EXERCISE INSTRUCTIONS — Reproduce each of the entries below line for line, omitting the pictures from your output.

GIVEN DATA —
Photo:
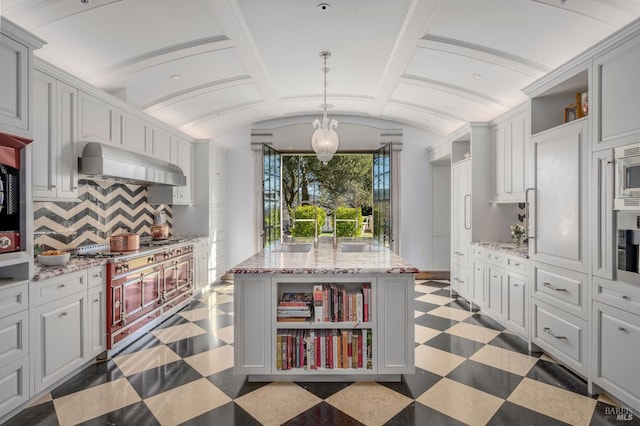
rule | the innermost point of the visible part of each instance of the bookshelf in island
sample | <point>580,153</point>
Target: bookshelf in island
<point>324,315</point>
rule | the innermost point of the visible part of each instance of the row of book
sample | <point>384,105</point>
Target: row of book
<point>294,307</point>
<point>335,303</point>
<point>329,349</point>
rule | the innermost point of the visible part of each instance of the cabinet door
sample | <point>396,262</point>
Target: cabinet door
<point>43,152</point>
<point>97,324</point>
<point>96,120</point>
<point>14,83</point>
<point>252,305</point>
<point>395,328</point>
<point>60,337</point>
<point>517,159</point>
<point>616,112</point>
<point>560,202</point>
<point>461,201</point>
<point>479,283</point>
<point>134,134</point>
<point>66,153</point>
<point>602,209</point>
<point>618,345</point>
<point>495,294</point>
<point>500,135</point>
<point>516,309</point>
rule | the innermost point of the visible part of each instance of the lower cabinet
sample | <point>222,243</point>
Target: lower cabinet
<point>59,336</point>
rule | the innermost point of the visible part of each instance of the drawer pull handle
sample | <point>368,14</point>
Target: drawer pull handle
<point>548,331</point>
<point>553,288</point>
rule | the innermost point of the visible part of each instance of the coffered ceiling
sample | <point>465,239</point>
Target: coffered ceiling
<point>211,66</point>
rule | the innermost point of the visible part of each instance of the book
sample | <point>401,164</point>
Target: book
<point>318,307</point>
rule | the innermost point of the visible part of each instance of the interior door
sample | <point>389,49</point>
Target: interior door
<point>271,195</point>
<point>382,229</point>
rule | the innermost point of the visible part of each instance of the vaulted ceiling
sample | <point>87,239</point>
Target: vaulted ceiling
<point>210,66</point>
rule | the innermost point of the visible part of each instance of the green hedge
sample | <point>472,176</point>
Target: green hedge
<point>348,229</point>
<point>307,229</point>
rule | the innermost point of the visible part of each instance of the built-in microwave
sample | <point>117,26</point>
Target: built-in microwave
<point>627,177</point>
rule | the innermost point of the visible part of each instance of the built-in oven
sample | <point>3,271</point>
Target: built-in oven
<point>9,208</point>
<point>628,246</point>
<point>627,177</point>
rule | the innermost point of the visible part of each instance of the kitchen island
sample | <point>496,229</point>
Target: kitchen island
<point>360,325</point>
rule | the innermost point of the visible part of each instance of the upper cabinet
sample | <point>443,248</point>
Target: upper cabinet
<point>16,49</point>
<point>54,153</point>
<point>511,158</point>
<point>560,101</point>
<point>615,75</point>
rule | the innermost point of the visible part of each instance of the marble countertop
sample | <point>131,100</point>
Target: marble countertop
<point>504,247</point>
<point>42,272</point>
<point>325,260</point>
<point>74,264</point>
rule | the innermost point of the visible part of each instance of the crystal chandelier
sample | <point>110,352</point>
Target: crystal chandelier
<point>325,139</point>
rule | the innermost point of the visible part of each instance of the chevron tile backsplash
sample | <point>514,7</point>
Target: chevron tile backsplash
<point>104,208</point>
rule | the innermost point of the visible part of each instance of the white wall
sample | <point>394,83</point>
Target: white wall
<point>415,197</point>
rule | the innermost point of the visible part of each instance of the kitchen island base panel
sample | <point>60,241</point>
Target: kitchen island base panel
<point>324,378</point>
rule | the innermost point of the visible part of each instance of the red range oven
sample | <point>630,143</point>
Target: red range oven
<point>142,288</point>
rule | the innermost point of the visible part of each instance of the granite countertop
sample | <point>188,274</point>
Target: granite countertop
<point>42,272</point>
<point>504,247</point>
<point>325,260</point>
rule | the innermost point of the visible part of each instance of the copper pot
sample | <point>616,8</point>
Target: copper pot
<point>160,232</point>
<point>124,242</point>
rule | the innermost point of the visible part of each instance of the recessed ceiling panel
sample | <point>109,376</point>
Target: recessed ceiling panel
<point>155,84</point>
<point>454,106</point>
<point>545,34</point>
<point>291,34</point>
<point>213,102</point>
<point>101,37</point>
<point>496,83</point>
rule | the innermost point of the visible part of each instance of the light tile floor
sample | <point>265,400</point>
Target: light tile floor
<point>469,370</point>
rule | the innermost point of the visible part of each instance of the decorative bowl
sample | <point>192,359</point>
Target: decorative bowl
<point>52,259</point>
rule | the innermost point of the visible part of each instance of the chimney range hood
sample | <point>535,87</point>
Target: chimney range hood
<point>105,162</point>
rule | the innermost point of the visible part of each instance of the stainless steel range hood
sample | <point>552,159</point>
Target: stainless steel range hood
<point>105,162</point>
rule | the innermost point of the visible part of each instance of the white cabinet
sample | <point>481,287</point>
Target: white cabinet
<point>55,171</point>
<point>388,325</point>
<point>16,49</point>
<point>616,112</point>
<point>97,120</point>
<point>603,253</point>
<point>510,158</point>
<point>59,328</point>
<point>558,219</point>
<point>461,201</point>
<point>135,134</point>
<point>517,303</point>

REPLY TO THE EXERCISE —
Photo:
rule | the innermost point of the visible part of each instance of the bookshelf in island
sample | <point>580,153</point>
Target: bookshelf in island
<point>324,315</point>
rule | the innermost point of the visible part of each instance of the row of book
sample | <point>384,105</point>
Target: row of book
<point>294,307</point>
<point>335,303</point>
<point>329,349</point>
rule | the innermost point of the visible part of each instance of the cabinet door
sample | <point>396,262</point>
Target: cabinet door
<point>43,152</point>
<point>97,324</point>
<point>96,120</point>
<point>14,83</point>
<point>252,305</point>
<point>395,328</point>
<point>60,337</point>
<point>517,159</point>
<point>616,112</point>
<point>560,202</point>
<point>461,201</point>
<point>479,283</point>
<point>134,134</point>
<point>66,153</point>
<point>602,209</point>
<point>618,345</point>
<point>495,294</point>
<point>500,135</point>
<point>516,309</point>
rule | the innermost point of the visible part of each instance of the lower cabinet
sample | <point>222,243</point>
Target: lower cabinet
<point>59,336</point>
rule | the innermost point of the visible part of each instance of the drawer pull handle
sample | <point>368,14</point>
Target: drawer pull handle
<point>548,331</point>
<point>553,288</point>
rule | the innermost point of the visible part of each instance of the coffered ceiling
sample | <point>465,239</point>
Target: coffered ceiling
<point>211,66</point>
rule | the innermost point of the visible part of each instance of the book
sample | <point>401,164</point>
Target: book
<point>318,307</point>
rule | the innermost point of the visible part of each instance of the interior door
sample | <point>389,49</point>
Target: interior door
<point>271,195</point>
<point>382,229</point>
rule | the innermost point of the visible part of each instance of the vaulted ceiling
sample | <point>87,239</point>
Target: vaulted ceiling
<point>210,66</point>
rule | the innermost point of the visible part of each instance of the green hedge
sample | <point>472,176</point>
Target: green hedge
<point>348,229</point>
<point>307,229</point>
rule | the innermost point of the visible part of each instance of the built-in microwave
sample | <point>117,26</point>
Target: built-in microwave
<point>627,177</point>
rule | the innermost point of the visible part of each instance of the built-in oven
sample | <point>3,271</point>
Target: built-in oven
<point>9,208</point>
<point>628,246</point>
<point>627,177</point>
rule | the innermost point of the visible part of each instance of the kitchen island
sample | <point>496,229</point>
Target: kitchen island
<point>360,325</point>
rule | the innermost point of the visible part of each instance of the upper cabinet
sample | <point>443,248</point>
Target: upper cabinet
<point>16,49</point>
<point>54,153</point>
<point>511,158</point>
<point>560,101</point>
<point>615,75</point>
rule | the innermost point of the visible part of each instance of the marble countertop
sample | <point>131,100</point>
Target: marble countertop
<point>504,247</point>
<point>42,272</point>
<point>325,260</point>
<point>74,264</point>
rule | the innermost point of the visible part of each instance of the crystal chandelier
sample | <point>110,352</point>
Target: crystal chandelier
<point>325,139</point>
rule | the innermost point of the visible part of each instance of the chevron tile backsplash
sample | <point>514,7</point>
Target: chevron tile backsplash
<point>104,208</point>
rule | the innermost point of the visible part of each instance of the white wall
sample | <point>394,83</point>
Target: white wall
<point>415,197</point>
rule | the innermost point of the visible part of each instance of the kitchen island base panel
sample | <point>60,241</point>
Target: kitchen island base panel
<point>324,378</point>
rule | the innermost point of the visible part of each instance of the red range oven
sample | <point>630,143</point>
Target: red range oven
<point>142,288</point>
rule | the innermost point of the visible part of each instance of the granite countertop
sample | <point>188,274</point>
Target: granite countertop
<point>42,272</point>
<point>504,247</point>
<point>325,260</point>
rule | the innermost point of the visible part of each instance of the copper pot
sample | <point>616,8</point>
Target: copper pot
<point>160,232</point>
<point>124,242</point>
rule | the innermost point of the visible part of each instance of the recessed ceiling panel
sample | <point>109,376</point>
Target: recessed ceiling panel
<point>155,84</point>
<point>454,106</point>
<point>545,34</point>
<point>291,34</point>
<point>213,102</point>
<point>101,37</point>
<point>496,83</point>
rule | the innermost point of the visible part of each instance of the light tile floor
sample | <point>265,400</point>
Target: light tile floor
<point>469,370</point>
rule | the innermost point of the visible part of each instance of the decorative bowl
sample | <point>192,359</point>
Target: decorative bowl
<point>52,259</point>
rule | the innermost point of the visible part of each instance of the chimney range hood
sample | <point>535,87</point>
Target: chimney range hood
<point>105,162</point>
rule | the innermost point of the visible part of each instance of the stainless steel range hood
sample | <point>552,159</point>
Target: stainless steel range hood
<point>105,162</point>
rule | the innermost point of the visible part of each instance of the white cabinet
sample | <point>481,287</point>
Target: white cabinet
<point>55,171</point>
<point>388,325</point>
<point>16,49</point>
<point>616,112</point>
<point>97,120</point>
<point>603,253</point>
<point>510,158</point>
<point>59,328</point>
<point>558,219</point>
<point>461,201</point>
<point>135,134</point>
<point>517,303</point>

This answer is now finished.